---------- Data supplied ----------

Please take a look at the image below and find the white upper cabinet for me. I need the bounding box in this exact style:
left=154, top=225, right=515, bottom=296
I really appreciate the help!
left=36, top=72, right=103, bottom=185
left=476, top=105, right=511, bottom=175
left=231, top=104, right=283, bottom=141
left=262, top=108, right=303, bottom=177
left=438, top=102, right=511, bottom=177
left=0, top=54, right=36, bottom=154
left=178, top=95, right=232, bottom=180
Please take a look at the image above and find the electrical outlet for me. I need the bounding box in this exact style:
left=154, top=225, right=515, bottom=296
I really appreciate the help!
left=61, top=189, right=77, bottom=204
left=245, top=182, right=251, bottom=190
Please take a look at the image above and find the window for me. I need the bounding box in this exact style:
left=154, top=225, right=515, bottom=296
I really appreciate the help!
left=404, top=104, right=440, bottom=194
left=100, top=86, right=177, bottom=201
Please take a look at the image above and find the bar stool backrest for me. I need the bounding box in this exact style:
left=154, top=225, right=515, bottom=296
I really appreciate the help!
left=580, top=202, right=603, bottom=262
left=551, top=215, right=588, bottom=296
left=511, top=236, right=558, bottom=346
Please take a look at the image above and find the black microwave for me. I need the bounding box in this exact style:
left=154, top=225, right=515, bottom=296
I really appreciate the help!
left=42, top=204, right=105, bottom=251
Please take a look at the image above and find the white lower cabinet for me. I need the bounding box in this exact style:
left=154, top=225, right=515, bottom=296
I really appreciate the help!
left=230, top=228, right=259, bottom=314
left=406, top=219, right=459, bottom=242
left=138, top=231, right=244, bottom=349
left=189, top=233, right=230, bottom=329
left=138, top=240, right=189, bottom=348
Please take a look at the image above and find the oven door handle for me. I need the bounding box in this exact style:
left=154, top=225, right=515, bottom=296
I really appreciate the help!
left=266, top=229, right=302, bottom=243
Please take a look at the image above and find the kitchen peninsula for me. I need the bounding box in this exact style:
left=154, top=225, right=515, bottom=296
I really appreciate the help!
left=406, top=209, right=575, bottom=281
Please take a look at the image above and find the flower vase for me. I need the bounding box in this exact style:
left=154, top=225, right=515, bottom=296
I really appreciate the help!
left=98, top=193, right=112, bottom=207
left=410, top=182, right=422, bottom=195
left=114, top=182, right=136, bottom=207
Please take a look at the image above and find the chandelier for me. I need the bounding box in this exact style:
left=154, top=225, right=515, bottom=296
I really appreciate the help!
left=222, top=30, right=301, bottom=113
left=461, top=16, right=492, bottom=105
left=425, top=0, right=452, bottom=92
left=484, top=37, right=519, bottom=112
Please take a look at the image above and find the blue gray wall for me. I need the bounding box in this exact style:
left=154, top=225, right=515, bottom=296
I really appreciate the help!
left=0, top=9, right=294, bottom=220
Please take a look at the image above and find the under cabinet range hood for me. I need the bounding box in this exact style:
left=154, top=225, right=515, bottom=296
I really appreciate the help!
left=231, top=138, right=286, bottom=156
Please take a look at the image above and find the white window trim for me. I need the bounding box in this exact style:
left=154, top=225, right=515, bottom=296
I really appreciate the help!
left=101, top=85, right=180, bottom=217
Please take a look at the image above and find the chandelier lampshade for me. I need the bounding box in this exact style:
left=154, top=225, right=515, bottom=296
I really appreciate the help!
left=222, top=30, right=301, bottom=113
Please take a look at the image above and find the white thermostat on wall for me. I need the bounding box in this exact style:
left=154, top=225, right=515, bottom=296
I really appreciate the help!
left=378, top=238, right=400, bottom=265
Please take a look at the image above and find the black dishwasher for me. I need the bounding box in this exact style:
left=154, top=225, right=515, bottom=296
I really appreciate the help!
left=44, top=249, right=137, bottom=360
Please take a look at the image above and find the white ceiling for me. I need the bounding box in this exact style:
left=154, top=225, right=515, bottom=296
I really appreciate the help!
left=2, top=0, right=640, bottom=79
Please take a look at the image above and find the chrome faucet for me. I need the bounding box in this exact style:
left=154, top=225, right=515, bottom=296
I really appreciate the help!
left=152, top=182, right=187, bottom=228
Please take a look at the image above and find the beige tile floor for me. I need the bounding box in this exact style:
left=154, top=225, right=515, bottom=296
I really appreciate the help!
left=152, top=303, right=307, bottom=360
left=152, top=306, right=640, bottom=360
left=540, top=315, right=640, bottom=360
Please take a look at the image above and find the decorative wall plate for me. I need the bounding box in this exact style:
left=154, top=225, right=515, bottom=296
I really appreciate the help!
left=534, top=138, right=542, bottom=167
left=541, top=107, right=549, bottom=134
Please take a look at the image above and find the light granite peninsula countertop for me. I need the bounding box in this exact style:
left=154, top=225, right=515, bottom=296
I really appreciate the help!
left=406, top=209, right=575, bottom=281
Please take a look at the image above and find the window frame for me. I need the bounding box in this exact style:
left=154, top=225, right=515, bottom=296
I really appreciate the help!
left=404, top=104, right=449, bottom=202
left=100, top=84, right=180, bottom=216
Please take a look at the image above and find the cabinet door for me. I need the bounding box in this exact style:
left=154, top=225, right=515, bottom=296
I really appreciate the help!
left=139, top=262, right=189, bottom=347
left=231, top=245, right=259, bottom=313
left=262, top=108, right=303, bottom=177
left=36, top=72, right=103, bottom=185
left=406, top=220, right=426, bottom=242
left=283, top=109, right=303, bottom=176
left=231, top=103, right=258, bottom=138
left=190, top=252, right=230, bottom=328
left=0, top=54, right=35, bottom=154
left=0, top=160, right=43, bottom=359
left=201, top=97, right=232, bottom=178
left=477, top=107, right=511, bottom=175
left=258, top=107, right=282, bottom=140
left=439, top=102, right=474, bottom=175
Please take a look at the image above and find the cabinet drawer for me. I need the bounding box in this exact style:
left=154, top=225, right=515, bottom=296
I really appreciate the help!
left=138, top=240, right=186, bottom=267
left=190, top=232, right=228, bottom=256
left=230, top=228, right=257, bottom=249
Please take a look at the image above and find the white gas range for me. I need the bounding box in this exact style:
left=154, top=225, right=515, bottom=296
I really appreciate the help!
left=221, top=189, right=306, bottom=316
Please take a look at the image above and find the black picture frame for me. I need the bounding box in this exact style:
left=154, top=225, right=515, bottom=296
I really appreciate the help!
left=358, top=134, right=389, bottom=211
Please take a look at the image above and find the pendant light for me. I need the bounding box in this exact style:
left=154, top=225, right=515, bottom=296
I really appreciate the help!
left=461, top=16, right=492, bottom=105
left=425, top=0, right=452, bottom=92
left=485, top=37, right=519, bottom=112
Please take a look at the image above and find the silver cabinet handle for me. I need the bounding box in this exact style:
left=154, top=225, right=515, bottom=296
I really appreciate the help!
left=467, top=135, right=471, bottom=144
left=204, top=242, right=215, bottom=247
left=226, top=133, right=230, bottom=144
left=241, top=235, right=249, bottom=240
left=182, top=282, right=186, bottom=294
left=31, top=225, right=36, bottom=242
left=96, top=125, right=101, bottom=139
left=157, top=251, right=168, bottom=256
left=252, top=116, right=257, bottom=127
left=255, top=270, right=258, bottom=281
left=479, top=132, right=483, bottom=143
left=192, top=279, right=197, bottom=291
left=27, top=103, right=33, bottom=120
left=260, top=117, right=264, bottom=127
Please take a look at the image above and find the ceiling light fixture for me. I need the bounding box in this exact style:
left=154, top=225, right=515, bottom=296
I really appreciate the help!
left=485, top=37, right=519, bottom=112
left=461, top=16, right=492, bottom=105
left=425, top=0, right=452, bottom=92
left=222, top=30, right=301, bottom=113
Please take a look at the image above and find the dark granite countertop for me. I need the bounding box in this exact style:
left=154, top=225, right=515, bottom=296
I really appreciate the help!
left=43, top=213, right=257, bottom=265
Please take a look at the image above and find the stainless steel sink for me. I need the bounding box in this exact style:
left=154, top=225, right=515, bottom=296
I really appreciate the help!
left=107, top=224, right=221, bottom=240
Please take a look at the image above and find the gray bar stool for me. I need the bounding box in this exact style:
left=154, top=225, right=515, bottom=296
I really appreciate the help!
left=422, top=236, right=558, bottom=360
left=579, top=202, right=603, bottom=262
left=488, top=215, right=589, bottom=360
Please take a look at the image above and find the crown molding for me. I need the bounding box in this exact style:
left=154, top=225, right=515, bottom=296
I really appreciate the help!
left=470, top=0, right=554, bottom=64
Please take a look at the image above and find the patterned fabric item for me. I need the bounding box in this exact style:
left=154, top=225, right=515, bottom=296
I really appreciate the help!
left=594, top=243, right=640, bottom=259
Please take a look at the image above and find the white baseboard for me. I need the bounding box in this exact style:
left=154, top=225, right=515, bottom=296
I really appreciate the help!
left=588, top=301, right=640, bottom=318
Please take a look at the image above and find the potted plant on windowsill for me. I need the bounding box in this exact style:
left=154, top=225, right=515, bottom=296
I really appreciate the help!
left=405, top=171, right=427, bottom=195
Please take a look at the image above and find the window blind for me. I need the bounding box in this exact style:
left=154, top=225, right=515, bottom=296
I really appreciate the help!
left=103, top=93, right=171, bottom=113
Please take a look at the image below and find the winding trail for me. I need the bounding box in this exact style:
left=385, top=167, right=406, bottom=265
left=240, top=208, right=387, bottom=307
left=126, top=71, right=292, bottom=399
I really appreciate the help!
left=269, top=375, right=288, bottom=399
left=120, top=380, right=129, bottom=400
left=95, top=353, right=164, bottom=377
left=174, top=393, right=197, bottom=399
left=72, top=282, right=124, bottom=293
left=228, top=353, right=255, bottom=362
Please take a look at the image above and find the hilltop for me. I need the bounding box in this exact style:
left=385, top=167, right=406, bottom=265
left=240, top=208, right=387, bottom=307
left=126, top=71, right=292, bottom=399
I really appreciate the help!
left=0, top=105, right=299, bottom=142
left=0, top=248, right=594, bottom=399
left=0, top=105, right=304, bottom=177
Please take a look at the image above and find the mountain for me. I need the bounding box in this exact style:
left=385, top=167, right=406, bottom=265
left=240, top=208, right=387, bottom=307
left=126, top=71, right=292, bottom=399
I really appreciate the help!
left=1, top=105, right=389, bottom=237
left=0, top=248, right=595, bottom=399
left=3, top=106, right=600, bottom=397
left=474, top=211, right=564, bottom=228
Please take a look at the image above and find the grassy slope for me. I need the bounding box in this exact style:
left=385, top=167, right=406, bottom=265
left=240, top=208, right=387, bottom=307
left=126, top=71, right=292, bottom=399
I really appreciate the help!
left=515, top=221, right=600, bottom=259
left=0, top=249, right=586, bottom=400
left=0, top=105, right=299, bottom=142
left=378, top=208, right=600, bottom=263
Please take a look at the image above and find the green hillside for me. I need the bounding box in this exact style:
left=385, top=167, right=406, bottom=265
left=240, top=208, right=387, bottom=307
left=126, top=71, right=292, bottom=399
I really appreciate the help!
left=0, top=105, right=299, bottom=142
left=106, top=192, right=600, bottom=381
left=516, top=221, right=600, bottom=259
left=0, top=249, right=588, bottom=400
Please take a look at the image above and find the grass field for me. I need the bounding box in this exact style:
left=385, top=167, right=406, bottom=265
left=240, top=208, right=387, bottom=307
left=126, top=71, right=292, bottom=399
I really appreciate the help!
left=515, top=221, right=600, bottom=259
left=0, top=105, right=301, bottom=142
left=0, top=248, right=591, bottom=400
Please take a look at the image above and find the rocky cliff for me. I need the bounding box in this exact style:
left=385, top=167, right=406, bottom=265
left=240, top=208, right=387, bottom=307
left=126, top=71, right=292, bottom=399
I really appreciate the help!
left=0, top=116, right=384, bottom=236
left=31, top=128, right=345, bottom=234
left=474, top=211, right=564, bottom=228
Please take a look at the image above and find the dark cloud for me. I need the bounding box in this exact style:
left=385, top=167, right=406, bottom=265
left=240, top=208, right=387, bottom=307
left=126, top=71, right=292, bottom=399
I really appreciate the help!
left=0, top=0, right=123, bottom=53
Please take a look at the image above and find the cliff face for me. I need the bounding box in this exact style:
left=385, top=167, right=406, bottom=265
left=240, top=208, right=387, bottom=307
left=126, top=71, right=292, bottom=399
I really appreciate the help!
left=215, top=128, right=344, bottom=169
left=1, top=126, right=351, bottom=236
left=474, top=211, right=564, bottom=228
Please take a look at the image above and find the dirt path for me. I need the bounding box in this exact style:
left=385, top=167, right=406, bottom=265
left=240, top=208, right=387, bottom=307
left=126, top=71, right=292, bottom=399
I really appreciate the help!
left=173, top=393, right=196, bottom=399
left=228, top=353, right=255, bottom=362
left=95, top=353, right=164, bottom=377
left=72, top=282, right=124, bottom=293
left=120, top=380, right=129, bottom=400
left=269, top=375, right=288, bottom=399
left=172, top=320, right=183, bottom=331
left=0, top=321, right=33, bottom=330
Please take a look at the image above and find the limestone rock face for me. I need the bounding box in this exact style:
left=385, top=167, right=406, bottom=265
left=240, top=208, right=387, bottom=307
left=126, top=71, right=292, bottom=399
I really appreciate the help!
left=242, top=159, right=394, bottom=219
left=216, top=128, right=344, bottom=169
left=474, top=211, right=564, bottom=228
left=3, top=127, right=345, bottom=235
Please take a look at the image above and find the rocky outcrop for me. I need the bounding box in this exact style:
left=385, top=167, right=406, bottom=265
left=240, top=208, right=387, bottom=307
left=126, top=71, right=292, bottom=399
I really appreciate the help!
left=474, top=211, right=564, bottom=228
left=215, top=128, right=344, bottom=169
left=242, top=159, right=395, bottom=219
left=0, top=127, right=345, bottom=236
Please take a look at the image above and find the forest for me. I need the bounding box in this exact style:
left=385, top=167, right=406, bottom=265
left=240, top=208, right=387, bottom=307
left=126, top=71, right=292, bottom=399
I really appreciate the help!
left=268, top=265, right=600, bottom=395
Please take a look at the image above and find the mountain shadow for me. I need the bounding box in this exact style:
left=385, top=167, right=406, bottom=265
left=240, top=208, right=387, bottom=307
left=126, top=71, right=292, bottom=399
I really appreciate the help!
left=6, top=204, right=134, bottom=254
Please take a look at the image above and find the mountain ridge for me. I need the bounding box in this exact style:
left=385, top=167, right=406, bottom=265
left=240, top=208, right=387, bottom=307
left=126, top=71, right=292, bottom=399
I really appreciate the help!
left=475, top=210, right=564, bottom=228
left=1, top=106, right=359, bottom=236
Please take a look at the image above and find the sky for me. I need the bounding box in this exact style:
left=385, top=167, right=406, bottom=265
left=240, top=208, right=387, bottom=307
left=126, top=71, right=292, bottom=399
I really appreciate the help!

----------

Your instructions =
Across the data, find each line that has "range" in it and copy that line.

Output below =
Please take a look at the image above and find the under cabinet range hood for me. I need the bounding box in this exact style:
Please take a look at the image above and find the white gas range for me. I need the bounding box in this exact style:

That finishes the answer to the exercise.